**Task brief**
Can you reproduce all of the records below word for word, leaving out the pictures?

**Coordinate annotation records**
==============================

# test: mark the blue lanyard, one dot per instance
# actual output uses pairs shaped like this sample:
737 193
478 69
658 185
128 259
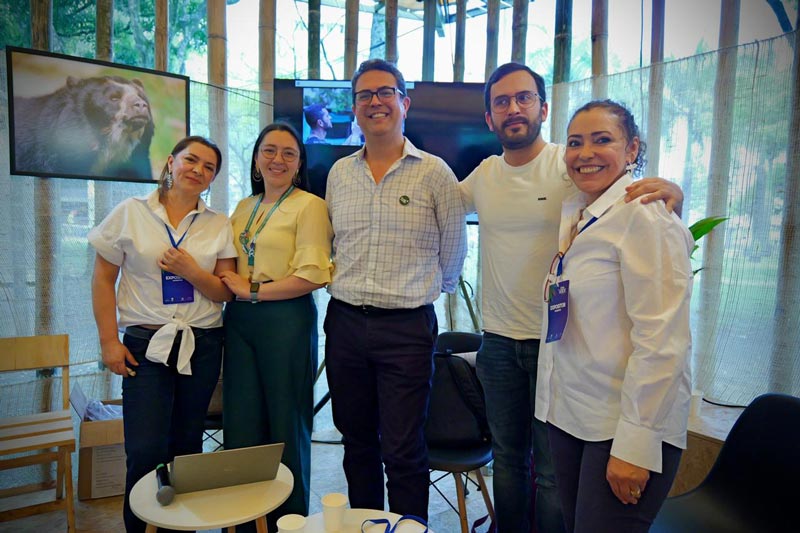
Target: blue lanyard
172 239
560 255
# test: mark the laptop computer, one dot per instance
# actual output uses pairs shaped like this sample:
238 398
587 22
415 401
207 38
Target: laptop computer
203 471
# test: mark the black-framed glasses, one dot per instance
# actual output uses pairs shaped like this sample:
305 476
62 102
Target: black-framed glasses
384 94
288 155
524 99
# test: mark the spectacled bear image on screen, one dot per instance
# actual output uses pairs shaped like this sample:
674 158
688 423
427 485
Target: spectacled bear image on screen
72 117
99 126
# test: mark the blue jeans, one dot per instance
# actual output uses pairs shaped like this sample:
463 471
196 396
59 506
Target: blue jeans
163 411
507 371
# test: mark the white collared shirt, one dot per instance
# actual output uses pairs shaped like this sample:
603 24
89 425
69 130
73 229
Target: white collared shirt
400 243
133 237
621 370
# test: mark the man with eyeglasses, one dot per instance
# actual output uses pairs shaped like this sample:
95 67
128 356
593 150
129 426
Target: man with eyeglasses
518 196
399 242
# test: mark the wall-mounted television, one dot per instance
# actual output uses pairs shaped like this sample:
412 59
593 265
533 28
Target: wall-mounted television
77 118
445 119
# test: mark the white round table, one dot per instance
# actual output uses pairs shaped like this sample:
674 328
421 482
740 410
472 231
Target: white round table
353 518
214 508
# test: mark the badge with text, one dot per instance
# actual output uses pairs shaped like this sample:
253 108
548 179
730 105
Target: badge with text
557 310
175 289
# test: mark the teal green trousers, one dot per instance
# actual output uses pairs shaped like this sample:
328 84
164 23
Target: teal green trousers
269 366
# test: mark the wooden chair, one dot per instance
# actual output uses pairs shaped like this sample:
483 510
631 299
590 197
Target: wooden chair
41 438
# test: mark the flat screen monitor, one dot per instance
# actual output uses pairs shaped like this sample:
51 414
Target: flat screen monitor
445 119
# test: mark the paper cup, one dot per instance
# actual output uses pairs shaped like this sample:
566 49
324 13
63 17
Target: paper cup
291 523
333 506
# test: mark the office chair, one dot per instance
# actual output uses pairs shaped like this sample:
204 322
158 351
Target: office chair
754 483
457 459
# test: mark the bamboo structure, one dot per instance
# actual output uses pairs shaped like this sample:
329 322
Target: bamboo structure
492 24
599 48
314 7
266 59
218 97
717 200
428 39
656 88
519 30
391 31
787 292
350 37
562 54
162 35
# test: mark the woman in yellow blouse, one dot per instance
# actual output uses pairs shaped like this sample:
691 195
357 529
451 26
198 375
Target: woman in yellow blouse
283 238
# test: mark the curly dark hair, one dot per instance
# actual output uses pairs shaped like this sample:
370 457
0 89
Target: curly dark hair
626 122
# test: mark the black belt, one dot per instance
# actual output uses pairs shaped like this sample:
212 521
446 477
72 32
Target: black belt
371 310
140 332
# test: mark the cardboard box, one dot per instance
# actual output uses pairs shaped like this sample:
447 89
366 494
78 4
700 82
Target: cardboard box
101 452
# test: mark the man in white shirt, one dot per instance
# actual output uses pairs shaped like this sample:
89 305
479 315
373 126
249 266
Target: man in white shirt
518 196
399 242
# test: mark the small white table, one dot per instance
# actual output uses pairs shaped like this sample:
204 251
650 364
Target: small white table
353 518
214 508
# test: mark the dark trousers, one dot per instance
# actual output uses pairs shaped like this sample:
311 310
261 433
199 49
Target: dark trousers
163 411
268 387
379 365
588 503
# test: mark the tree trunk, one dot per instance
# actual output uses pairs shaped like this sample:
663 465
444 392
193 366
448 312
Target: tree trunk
718 180
218 97
599 48
313 39
562 53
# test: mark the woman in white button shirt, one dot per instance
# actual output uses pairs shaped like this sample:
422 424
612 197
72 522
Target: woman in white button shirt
166 248
614 389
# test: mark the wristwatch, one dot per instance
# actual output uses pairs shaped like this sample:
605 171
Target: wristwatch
254 292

==============================

**Response to this task**
# test: mark the blue lanyard, one dot per instance
# actual output uses pairs shaped like this sample:
737 193
478 69
658 185
128 259
Target: blue lanyard
172 239
560 255
# test: mark the laptop computer, one dot per instance
# actual output uses pairs shaped like this sample:
238 398
587 22
415 401
207 38
Target: laptop computer
203 471
# test: mark the black-framed glasses, one dot per instance
# actual output uses pairs shaped like this sample:
305 476
62 102
Target: black-framed glasses
384 94
288 155
524 99
# test: mark the spectacled bear image on screen, one dot per instance
# actual output uses pairs shaped like this sample:
674 158
688 423
427 485
Target: spectacled bear image on screen
72 117
99 126
# test: mark the blue jeans, one dot per instance
# actual output uses pairs shaped like this sample:
463 471
196 396
59 506
Target: blue jeans
163 411
507 371
# test: mark the white collared shirt, one dot per instance
# actual output uses pairs shaped like this sample:
603 24
89 425
69 130
73 229
Target: white collared shirt
400 243
133 237
621 370
# test: mark the man with eyeglasses, one dot per instance
# actual output uses pairs shaped like this sample:
95 67
128 356
593 150
129 426
Target: man with eyeglasses
518 196
399 242
# test: mark the wall-mounted television, one dot per instance
# actual output uses pairs shaped like this sample:
412 59
593 265
533 28
Target: wall-mounted television
77 118
445 119
# test: mark the white round table, one dot per instance
# actual output uses pairs shaped like this sample:
674 328
421 482
740 410
472 231
Target: white round table
353 518
214 508
# test: mark the badge with text, one dot per instance
# actual output uses pairs shaped like this sample:
253 108
548 179
730 105
Target: badge with text
557 310
175 289
# test: mark the teal green trousers, one dot per instance
# actual output uses pairs shaped like this sample:
328 84
164 23
Target: teal green trousers
269 366
# test: mark the wooden chair, one dot per instance
# actual output uses pairs shaped like this sample:
483 510
631 299
590 197
Target: wooden chair
41 438
# test: mark the flat screen monitor, one dot per instance
# actual output uses pairs shaped like this sample:
51 414
Target: flat screen monitor
445 119
# test: mark the paper cup, one dot per instance
# actual output uses pairs shaped like this sample:
566 49
324 13
63 17
Target: paper cup
291 523
333 506
# test: mark the office chair, one dot per instance
# actual output uses pairs shaped like this sample:
204 322
158 351
Target: office chair
754 483
457 459
# test: mark the bamboo structure, one dot per instance
# actual output uses pairs shaped like this sample:
329 322
Target: bamboo structure
492 24
599 48
314 7
266 59
218 97
717 200
428 39
656 88
519 30
391 31
787 292
350 37
562 54
162 35
# test: mark the woman in yellow blouse, one dot per instance
# actual output uses pairs shaped like this sample:
691 195
357 529
451 26
198 375
Target: woman in yellow blouse
283 238
# test: mark the curly dark hair, one dot per instance
# actual output uses pairs shaped like this sample:
370 457
0 89
Target: curly dark hair
626 122
# test: mark the black belt, one dot per instance
# actual output uses pairs shaped like this sample:
212 521
446 477
72 32
Target: black belt
371 310
140 332
# test: mark the cardboard box, one dot per instance
# actual output uses pairs shaped like this sample:
447 89
366 494
78 4
700 82
Target: cardboard box
101 452
# test: mark the man in white shirt, one dot per instance
# actual output uses pairs shaped like this sample:
89 305
479 315
373 126
249 266
Target: man in white shirt
518 196
399 242
# test: mark the small white table, one dot per instance
# actual output uses pairs shaped like this sample:
204 251
650 364
Target: small white table
353 518
214 508
# test: mark the dark trousers, one dot per instance
# actual output uses pairs shaped like this sample:
311 310
261 433
199 49
Target: dark trousers
163 411
268 387
379 365
588 503
# test: mark the tree trunk, one dot per instance
# actual output uses pairs shaped like this sample:
663 465
444 392
193 366
448 312
Target: tree trunk
718 180
218 97
599 48
313 39
562 53
# test: mark the woman in white button shirt, one dot per instance
# actual output uses pairs shaped like this sample:
422 424
612 197
72 522
Target: woman in white button shirt
166 248
614 389
# test: mark the wristwatch, one dot per instance
# actual output uses pairs shaped like this sample:
605 171
Target: wristwatch
254 292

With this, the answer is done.